### PROVIDED DATA

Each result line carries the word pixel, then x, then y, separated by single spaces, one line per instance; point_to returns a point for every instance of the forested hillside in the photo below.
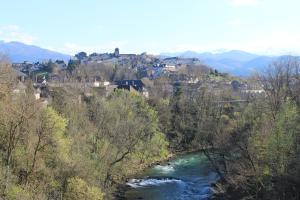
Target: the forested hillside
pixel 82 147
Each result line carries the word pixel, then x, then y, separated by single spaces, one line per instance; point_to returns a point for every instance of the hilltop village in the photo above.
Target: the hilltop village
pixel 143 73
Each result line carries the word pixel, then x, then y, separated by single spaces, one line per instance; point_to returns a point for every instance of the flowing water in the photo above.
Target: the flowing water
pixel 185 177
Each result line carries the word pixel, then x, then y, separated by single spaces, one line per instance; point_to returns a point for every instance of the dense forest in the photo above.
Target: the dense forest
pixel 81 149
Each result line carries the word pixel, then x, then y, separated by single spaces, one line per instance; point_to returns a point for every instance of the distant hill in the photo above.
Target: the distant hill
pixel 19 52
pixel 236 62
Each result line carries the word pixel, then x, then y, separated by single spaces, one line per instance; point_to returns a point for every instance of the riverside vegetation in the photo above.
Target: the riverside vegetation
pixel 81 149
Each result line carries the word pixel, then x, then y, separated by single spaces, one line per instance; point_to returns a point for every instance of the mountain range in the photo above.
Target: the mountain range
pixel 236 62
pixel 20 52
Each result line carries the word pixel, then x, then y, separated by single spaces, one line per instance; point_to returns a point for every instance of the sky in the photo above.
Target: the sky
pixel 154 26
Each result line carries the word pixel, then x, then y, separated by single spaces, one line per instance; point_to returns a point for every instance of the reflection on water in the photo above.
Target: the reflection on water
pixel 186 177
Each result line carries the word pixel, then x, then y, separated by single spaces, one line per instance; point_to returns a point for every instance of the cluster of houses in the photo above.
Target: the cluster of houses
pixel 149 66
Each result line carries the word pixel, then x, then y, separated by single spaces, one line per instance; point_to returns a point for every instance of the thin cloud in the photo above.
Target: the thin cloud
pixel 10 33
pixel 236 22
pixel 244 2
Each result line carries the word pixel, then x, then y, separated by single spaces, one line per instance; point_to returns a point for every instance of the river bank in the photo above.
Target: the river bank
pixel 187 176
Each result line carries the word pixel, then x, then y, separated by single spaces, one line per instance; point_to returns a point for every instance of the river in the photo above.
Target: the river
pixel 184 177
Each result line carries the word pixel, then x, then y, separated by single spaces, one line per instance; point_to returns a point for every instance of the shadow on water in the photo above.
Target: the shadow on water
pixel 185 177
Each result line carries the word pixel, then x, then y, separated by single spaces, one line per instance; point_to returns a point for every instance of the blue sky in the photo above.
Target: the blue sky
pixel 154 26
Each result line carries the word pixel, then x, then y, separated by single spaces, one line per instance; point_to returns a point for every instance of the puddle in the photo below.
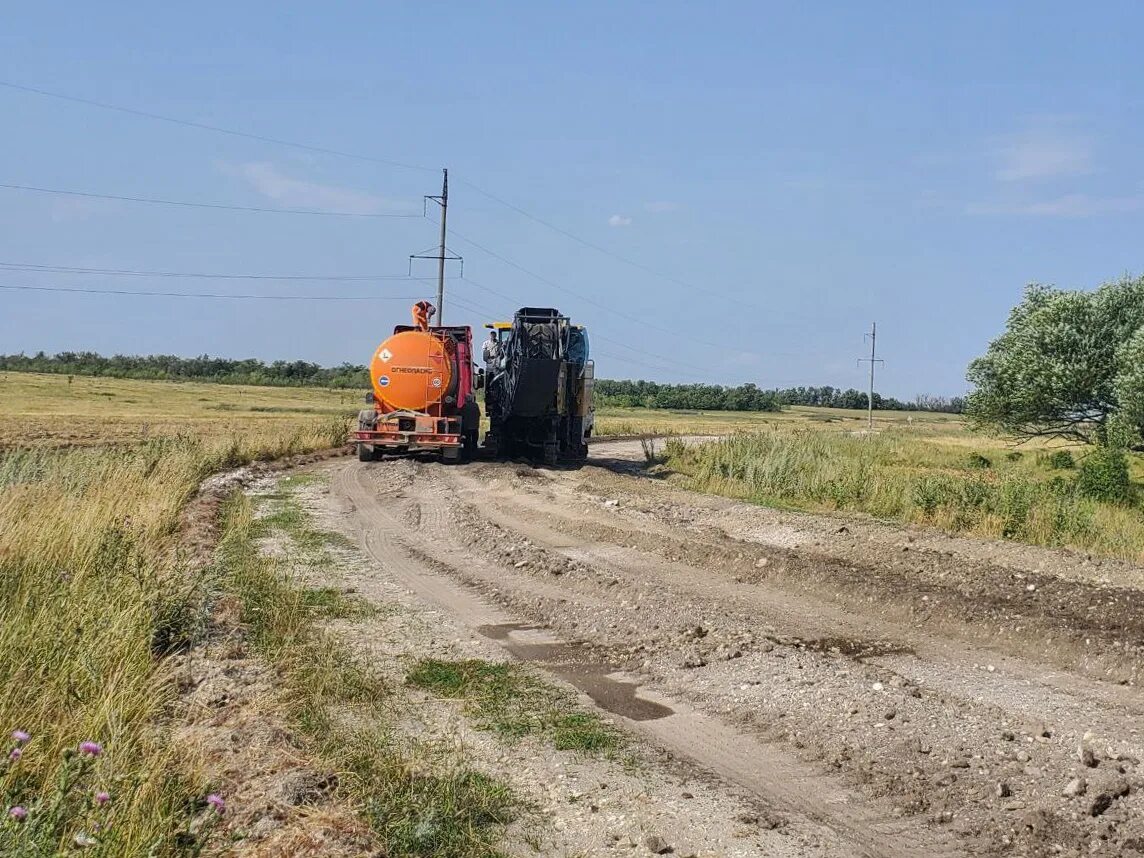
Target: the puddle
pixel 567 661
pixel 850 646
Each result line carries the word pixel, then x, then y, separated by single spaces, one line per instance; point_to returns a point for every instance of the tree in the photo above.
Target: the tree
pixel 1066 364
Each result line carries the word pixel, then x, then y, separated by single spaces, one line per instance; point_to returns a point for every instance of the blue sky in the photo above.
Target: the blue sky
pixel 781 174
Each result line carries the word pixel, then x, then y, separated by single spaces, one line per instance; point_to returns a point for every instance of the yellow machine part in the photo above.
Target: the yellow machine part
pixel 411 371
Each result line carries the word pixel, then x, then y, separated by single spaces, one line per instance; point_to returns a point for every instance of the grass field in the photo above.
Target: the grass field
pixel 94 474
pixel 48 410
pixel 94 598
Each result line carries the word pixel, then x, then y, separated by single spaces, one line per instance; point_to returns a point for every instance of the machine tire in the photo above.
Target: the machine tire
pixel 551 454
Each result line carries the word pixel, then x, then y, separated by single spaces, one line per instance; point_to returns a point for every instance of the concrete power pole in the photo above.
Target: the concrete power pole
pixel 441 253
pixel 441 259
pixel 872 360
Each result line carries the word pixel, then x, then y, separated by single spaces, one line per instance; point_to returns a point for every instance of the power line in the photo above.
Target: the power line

### WHAT IS NEEDED
Could you lay out every line of the entries above as a Markdown table with the columns Row and Text, numbering the rows and skipping blank lines? Leave the pictures out.

### WRITTEN ANSWER
| Row | Text |
|---|---|
| 1 | Each result line carries the word pixel, then x, then y, separated by single spaces, one line per instance; point_to returns a point for every instance of the forested hillside in the photo below. |
| 2 | Target: the forested hillside |
| 3 | pixel 82 147 |
| 4 | Each result line carries the word pixel, then x, then y, separated by single spaces, one line per instance; point_to returns a point for every instance of the hilltop village in the photo above. |
| 5 | Target: the hilltop village |
| 6 | pixel 143 73 |
| 7 | Each result line carries the word pixel, then x, then y, separated by single spaces, one line per instance; point_to returns a point for every instance of the flowing water in the photo above. |
| 8 | Target: the flowing water |
| 9 | pixel 185 177 |
| 10 | Each result line carries the word pixel, then x, then y, separated by single spaces, one line per instance; point_to returns a point for every instance of the dense forest in the photo above. |
| 11 | Target: the dense forest |
| 12 | pixel 81 149 |
| 13 | Each result line carries the word pixel, then x, then y, separated by single spaces, one line per instance; point_to returns a point for every instance of the distant hill in the photo above. |
| 14 | Target: the distant hill |
| 15 | pixel 19 52 |
| 16 | pixel 236 62 |
| 17 | Each result line carries the word pixel, then x, then y, separated by single spaces, one line per instance; point_to returns a point for every instance of the riverside vegetation in the photo above. |
| 18 | Target: the riverside vegetation |
| 19 | pixel 81 149 |
| 20 | Each result line carries the word pixel, then x, then y, separated by single spaces, one line per instance; point_to returns a point for every instance of the mountain range in the photo above. |
| 21 | Target: the mountain range |
| 22 | pixel 236 62 |
| 23 | pixel 20 52 |
| 24 | Each result line carries the word pixel, then x, then y, separated by single spaces, one line per instance; point_to returns a point for every instance of the sky in the photo above. |
| 25 | Target: the sky |
| 26 | pixel 154 26 |
| 27 | Each result line carries the word pixel, then x, then y, separated by single spaces, one line per instance; point_to returns a point for every instance of the reflection on water in the photo above. |
| 28 | Target: the reflection on water |
| 29 | pixel 186 177 |
| 30 | Each result line carries the word pixel, then x, then y, separated by single spaces, one line per instance; point_to returns a point for every instance of the cluster of houses in the photo above. |
| 31 | Target: the cluster of houses |
| 32 | pixel 149 66 |
| 33 | Each result line carries the word pixel, then x, then y, separated by single spaces, one line per instance; point_to returns a point for every instance of the thin cloud in the photo above. |
| 34 | Target: the thin cloud |
| 35 | pixel 10 33 |
| 36 | pixel 236 22 |
| 37 | pixel 244 2 |
| 38 | Each result line carries the word pixel, then x, then y, separated by single spaces, one line per instance; point_to returns a point for every instance of the river bank in the photo above. |
| 39 | Target: the river bank |
| 40 | pixel 187 176 |
| 41 | Each result line carries the word pixel, then x, then y, separated by single spaces, one line per instance; point_to returns a point for every instance of the river in the photo above. |
| 42 | Target: the river |
| 43 | pixel 184 177 |
| 44 | Each result line carries the word pixel, then x, then y, separated by single spaces, one line per instance; point_to returns a point for every instance of the shadow on water in the photo above. |
| 45 | Target: the shadow on water |
| 46 | pixel 185 177 |
| 47 | Each result line carries the word pixel, then x, then y, separated by single spaces, one line per instance; point_to returns a point for every instance of the blue sky in the photo above. |
| 48 | Target: the blue sky |
| 49 | pixel 154 26 |
| 50 | Each result line carries the word pixel, then x, then y, separated by single spaces, one line per instance; point_to returns a point for every instance of the puddle in the photo below. |
| 51 | Target: the puddle |
| 52 | pixel 567 661 |
| 53 | pixel 850 646 |
| 54 | Each result line carries the word pixel, then x, then y, separated by single spaces, one line per instance; point_to returns a point for every instance of the tree in the photo above. |
| 55 | Target: the tree |
| 56 | pixel 1066 364 |
| 57 | Each result line carries the word pixel, then x, then y, separated by single spaces, one line per instance; point_to returns a point for every instance of the blue sky in the photo above. |
| 58 | Target: the blue sky |
| 59 | pixel 781 174 |
| 60 | Each result line carries the word pixel, then x, then y, separated by single spaces, one line per instance; point_to returns a point for every instance of the yellow machine part in the photo above. |
| 61 | Target: the yellow machine part |
| 62 | pixel 411 371 |
| 63 | Each result line carries the word pixel, then x, then y, separated by single spaces, one line per instance; point_to returns a point for every instance of the grass field in the photo above. |
| 64 | Target: the grass field |
| 65 | pixel 94 474 |
| 66 | pixel 48 410 |
| 67 | pixel 94 598 |
| 68 | Each result line carries the word pixel, then x, then y, separated by single spaces, one line per instance; point_to returns a point for every instance of the machine tire in the photo above. |
| 69 | Target: the machine tire |
| 70 | pixel 551 454 |
| 71 | Each result line carries the word pixel, then x, then y, separated by single spaces, one line per instance; point_to returns a point for every instance of the concrete power pole in the photo above. |
| 72 | Target: the concrete power pole |
| 73 | pixel 441 253 |
| 74 | pixel 441 259 |
| 75 | pixel 872 360 |
| 76 | Each result line carries the word pixel, then x, then y, separated by single spaces, one line per instance; point_to returns a point for every instance of the power line in the photo above. |
| 77 | Target: the power line |